+++ EXERCISE MATERIALS +++

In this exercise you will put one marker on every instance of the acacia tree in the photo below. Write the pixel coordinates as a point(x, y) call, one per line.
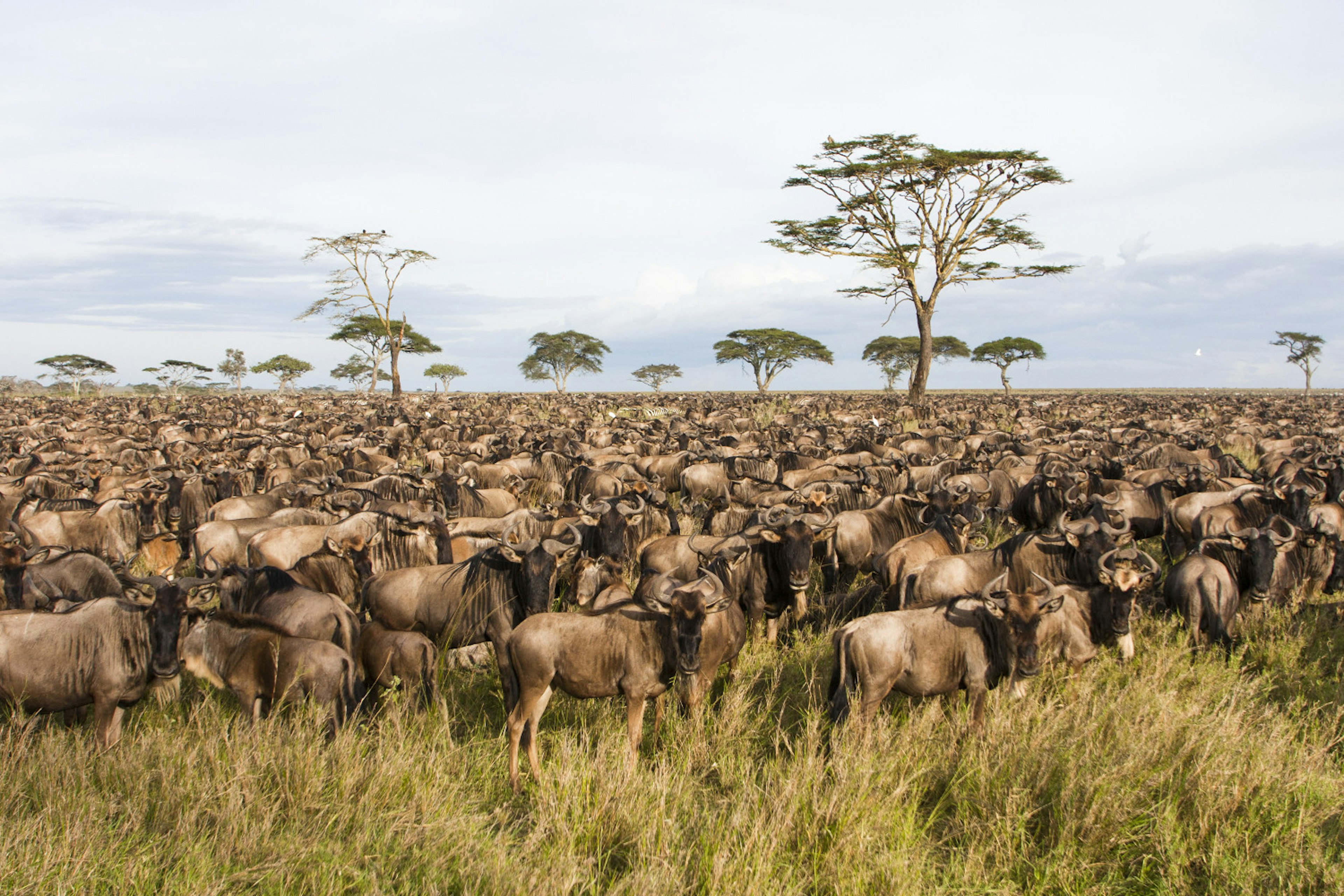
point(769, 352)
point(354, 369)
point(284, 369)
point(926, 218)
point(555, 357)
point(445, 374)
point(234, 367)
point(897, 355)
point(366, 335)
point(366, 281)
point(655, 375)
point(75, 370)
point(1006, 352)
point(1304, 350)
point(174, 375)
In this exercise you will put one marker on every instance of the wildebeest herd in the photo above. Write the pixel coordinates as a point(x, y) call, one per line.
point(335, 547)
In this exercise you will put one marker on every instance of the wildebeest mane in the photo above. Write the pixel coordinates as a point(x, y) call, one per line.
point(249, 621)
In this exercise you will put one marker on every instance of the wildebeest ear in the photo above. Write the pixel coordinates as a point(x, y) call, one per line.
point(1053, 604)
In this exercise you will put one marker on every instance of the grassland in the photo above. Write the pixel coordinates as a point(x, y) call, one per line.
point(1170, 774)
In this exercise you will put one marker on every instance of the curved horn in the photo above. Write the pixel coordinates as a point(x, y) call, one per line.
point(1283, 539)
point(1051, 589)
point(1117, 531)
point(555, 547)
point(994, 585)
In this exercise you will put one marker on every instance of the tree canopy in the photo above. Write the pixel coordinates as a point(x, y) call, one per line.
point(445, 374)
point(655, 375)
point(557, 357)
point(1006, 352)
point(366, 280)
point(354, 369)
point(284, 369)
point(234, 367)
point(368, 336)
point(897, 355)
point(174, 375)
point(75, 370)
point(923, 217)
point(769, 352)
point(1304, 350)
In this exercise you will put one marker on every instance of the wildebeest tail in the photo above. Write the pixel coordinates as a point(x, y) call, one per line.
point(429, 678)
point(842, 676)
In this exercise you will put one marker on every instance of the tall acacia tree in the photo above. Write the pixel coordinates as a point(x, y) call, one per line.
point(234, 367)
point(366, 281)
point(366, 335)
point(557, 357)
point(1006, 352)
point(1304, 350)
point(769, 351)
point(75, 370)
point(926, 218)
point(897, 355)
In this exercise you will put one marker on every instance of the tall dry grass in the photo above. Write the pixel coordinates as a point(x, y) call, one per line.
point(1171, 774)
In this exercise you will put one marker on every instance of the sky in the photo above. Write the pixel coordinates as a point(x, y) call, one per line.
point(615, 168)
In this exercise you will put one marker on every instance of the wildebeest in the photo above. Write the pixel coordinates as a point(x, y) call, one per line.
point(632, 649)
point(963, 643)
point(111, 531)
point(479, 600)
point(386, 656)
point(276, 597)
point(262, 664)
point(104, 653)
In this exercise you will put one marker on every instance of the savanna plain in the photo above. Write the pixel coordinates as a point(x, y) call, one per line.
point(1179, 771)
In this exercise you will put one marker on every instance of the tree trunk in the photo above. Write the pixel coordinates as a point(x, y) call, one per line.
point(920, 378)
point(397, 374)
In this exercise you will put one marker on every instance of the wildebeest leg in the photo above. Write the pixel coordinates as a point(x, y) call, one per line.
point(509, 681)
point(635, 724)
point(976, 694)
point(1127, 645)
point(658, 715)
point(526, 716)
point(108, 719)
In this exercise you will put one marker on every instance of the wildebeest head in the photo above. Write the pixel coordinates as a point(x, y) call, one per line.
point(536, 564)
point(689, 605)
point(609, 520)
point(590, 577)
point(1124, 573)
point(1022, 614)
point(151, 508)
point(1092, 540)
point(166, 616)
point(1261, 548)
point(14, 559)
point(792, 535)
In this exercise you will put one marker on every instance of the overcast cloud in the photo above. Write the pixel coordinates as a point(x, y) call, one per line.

+++

[EXERCISE GOAL]: Copy all of the items above word for word, omitting the picture.

[REPLY TO THE TASK]:
In this exercise you will put one marker on every instance of the acacia tree in the photo below. Write the pixel coordinates as a point(x, y) call, one per line.
point(769, 352)
point(354, 369)
point(284, 369)
point(926, 218)
point(555, 357)
point(445, 374)
point(234, 367)
point(897, 355)
point(366, 335)
point(366, 281)
point(655, 375)
point(75, 370)
point(1006, 352)
point(1304, 350)
point(174, 375)
In this exercise you will put one marker on every instance of the wildebeest herd in the photo above. Write the pixel coordinates as a point(x, y) call, one per line.
point(335, 547)
In this exercise you will put one marker on every instance of the wildebeest mane in the photo above. Write the pixel coordinates as a point(x, y) call, one per line.
point(249, 621)
In this exercise you will put one marker on every instance of the wildebeest ear in the photo above. Write the pixel coordinates as a point(x, y) call, one per line.
point(1053, 604)
In this exercise you will put one marker on every instance of the grassland in the photo above. Write the pixel coordinates as a point(x, y) call, one per line.
point(1170, 774)
In this exercise you will put one marker on every instance of the curved horn in the photo above. Write the pixel coordinates as a point(x, y) call, one per line.
point(1283, 539)
point(1051, 589)
point(1117, 531)
point(555, 547)
point(994, 585)
In this exercise you will put one marker on every instance of the tree canopy in the photo above. Write the pixel coordinates as a point(x, y) call, one per line.
point(445, 374)
point(655, 375)
point(557, 357)
point(1006, 352)
point(366, 280)
point(354, 369)
point(284, 369)
point(234, 367)
point(368, 336)
point(897, 355)
point(174, 375)
point(75, 370)
point(923, 217)
point(769, 352)
point(1304, 350)
In this exercise you will put one marker on every instance of the wildebeest tail in the photo above. Write the pixel coordinates as a point(x, y) call, one per line.
point(429, 678)
point(842, 676)
In this exercise you will put one marker on every instance of the tall acacia tree in the photo above. Write the pixel coordinates as a point(x, y) call, one per line.
point(234, 367)
point(366, 281)
point(366, 335)
point(557, 357)
point(1006, 352)
point(1304, 350)
point(769, 351)
point(75, 370)
point(926, 218)
point(897, 355)
In this exercise you will put one marker on every instance of the tall dry grass in the photo above. Write the pixel coordinates as a point(x, y) call, one per line.
point(1171, 774)
In this exercise you will put one marker on every instance of the sky in the photo above. Write the pixel coordinates as a point(x, y) call, one per line.
point(615, 168)
In this exercise you will put one marker on every instance of the wildebeest in the photo above. Write the pixel coordinates as a point(x, y) call, one per line.
point(632, 649)
point(963, 643)
point(111, 531)
point(479, 600)
point(386, 656)
point(276, 597)
point(262, 664)
point(104, 653)
In this exercise you will put one marker on every instance of the savanna plain in the photo above. Write the pixel coordinates as a point(x, y) call, one per line.
point(1179, 771)
In this exercise you will put one marker on every instance of the tree trunk in the photo above. Write the pixel coordinates as a point(x, y) call, one per line.
point(920, 378)
point(397, 374)
In this exercise you will put one marker on every instance of the wildebeest leg in the photo above. Write the pixel coordinates as a point(x, y) call, one per line.
point(509, 681)
point(635, 724)
point(976, 694)
point(1127, 645)
point(658, 715)
point(526, 716)
point(108, 719)
In this exercise you will put one marker on every instance of the wildebeest head in the photo above. Write the pixel coordinates as a point(x, y) call, one per line.
point(536, 564)
point(689, 605)
point(609, 520)
point(590, 577)
point(1124, 573)
point(1022, 614)
point(151, 508)
point(1092, 540)
point(166, 616)
point(1261, 548)
point(14, 559)
point(792, 535)
In this exercise you will put one marker on every instance of the overcast cloud in the photo above. Write the pixel coordinates as a point(x, y) call, one per line.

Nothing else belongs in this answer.